Signed at the Western Governors' Association annual meeting, the agreement aims to improve state wildlife data systems for use as renewable and fossil energy resources are planned and transmission lines and highways are considered.
Signing the partnership agreement were Governor Brian Schweitzer of Montana, incoming Chairman of the Western Governors' Association; Gov. C.L. "Butch" Otter of Idaho, incoming Vice Chairman; Secretary of the Interior Ken Salazar; Secretary of Energy Steven Chu; and Secretary of Agriculture Tom Vilsack.
"By making wildlife protection an integrated part of our clean energy effort, we will tap the West's renewable energy resources more quickly and in a more responsible way," Secretary Salazar said. "This agreement will accelerate renewable energy projects and new transmission lines and the jobs those projects will create."
Pronghorn antelope in Wyoming (Photo by OldManTravels)
The state data systems also are expected to yield information on how wildlife adapt to climate change.
"It is important that we take steps to protect our country's wildlife corridors as we plan infrastructure for a new energy future and updated transportation systems," said Secretary Vilsack. "This memorandum of understanding will also improve our ability to collect information about the impact of climate change on wildlife, giving us better information as we work to meet our long-term sustainability goals."
"By making wildlife protection an integrated part of our clean energy effort, we will tap the West's renewable energy resources more quickly and in a more responsible way," Secretary Chu said. This agreement will accelerate renewable energy projects and new transmission lines and the jobs those projects will create."
Conservationists greeted the agreement with approval.
"Since images have been drawn on cave walls, the first form of artistic expression, wildlife migrations have been a source of inspiration. Nothing connects people to nature more than wild animals on the move," said Gary Tabor, director of the Center for Large Landscape Conservation. "If we lose these spectacles of migration, we lose a bit of ourselves in the process."
"Wildlife migration spectacles are among the Earth's most stunning, yet imperiled, phenomenon and it is critical that we protect important wildlife migration corridors to assure the long term sustainability of treasured wildlife populations," said Keith Aune, senior conservation scientist for the Wildlife Conservation Society.
"In 2007, the WGA began this effort to better protect wildlife corridors and key habitats, and we continue to make substantial progress with the help of the Western Governors' Wildlife Council, which we established this past year," Governor Schweitzer said.

Stored data entries
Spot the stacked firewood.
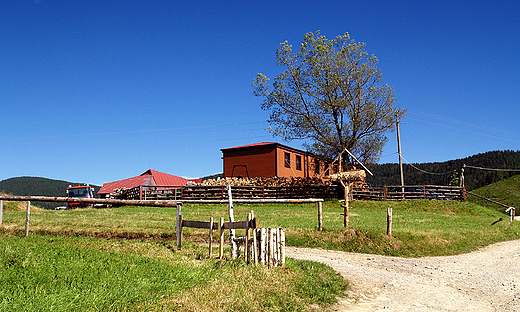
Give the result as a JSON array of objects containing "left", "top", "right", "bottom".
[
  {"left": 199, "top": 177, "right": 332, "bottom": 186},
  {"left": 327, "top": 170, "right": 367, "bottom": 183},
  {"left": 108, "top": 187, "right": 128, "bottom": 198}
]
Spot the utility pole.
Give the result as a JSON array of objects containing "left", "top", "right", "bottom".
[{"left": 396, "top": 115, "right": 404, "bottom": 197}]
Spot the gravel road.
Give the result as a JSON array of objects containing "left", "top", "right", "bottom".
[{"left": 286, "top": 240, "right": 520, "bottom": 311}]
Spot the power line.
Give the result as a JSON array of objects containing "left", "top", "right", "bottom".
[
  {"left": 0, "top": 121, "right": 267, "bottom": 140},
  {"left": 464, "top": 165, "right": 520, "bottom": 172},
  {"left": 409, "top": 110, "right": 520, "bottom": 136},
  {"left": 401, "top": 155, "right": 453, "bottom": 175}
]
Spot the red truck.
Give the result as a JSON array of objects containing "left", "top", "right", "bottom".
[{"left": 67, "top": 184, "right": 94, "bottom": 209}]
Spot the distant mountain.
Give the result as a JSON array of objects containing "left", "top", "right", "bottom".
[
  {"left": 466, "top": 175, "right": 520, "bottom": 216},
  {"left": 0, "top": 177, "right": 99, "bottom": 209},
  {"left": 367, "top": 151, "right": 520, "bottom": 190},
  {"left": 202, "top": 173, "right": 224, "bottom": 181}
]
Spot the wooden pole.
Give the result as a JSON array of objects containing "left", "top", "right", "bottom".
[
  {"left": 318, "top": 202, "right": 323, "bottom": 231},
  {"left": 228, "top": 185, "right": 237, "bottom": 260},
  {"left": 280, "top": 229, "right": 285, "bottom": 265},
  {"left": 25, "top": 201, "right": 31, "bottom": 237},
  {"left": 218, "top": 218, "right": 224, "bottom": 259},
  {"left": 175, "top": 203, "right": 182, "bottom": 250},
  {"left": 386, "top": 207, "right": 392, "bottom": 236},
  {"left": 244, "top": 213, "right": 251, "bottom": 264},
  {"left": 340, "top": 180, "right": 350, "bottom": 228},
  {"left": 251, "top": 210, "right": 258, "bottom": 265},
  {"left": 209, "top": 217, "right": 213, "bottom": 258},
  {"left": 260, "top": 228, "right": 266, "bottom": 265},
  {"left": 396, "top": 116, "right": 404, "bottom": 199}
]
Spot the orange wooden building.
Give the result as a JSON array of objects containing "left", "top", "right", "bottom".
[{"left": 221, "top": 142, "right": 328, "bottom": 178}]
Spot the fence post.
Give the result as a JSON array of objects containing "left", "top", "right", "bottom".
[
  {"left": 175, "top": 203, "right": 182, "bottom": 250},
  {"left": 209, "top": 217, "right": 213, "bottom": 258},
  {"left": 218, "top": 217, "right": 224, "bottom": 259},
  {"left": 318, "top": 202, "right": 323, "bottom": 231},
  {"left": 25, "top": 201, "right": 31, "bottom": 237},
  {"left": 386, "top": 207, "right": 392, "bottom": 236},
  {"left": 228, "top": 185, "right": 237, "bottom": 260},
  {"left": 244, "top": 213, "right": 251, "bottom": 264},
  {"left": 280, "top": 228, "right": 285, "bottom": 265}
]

● **Questions**
a) According to the wildlife agreement article, at what event was the agreement signed?
b) Transcribe the wildlife agreement article word for word, starting at "Signing the partnership" and ending at "(Photo by OldManTravels)".
c) Write the next part of the wildlife agreement article, picking up right after its final paragraph.

● **Exercise answers**
a) At the Western Governors' Association annual meeting.

b)
Signing the partnership agreement were Governor Brian Schweitzer of Montana, incoming Chairman of the Western Governors' Association; Gov. C.L. "Butch" Otter of Idaho, incoming Vice Chairman; Secretary of the Interior Ken Salazar; Secretary of Energy Steven Chu; and Secretary of Agriculture Tom Vilsack.
"By making wildlife protection an integrated part of our clean energy effort, we will tap the West's renewable energy resources more quickly and in a more responsible way," Secretary Salazar said. "This agreement will accelerate renewable energy projects and new transmission lines and the jobs those projects will create."
Pronghorn antelope in Wyoming (Photo by OldManTravels)

c)
"We urge the secretaries to have their agencies work closely with our council in developing these systems to help minimize impacts to the wildlife that are such a vital part of our Western heritage, landscape and economy," he said.
The Wildlife Council is working to identify and protect wildlife movement areas to maintain the unique natural resources that the region's $13 billion hunting and wildlife watching economies depend on.
"The Western Governors' Wildlife Council has taken an important step forward today by signing a Memorandum of Understanding with federal agencies to protect wildlife corridors and crucial habitat in the West," said Monique DiGiorgio, conservation strategist for the Western Environmental Law Center. "The stage is now set to develop effective state-based decision support systems."
"One way to maximize our effectiveness is to test-run this important planning tool on pilot wildlife corridors in order to understand how to protect these treasured landscapes on the ground," said DiGiorgio.
The agreement also supports implementation of the federal Recreational Hunting and Wildlife Conservation Plan, developed by the Department of Interior Sporting Conservation Council in 2008.
"Western wildlife, especially big game, is good business," said Bart Semcer, a Washington, DC representative with Sierra Club. "These animals and their habitat will be impacted by increased drought, wildfires, and other symptoms of climate change. They deserve the increased attention and investment of state and federal agencies so our outdoor heritage can continue to thrive in a warmer world."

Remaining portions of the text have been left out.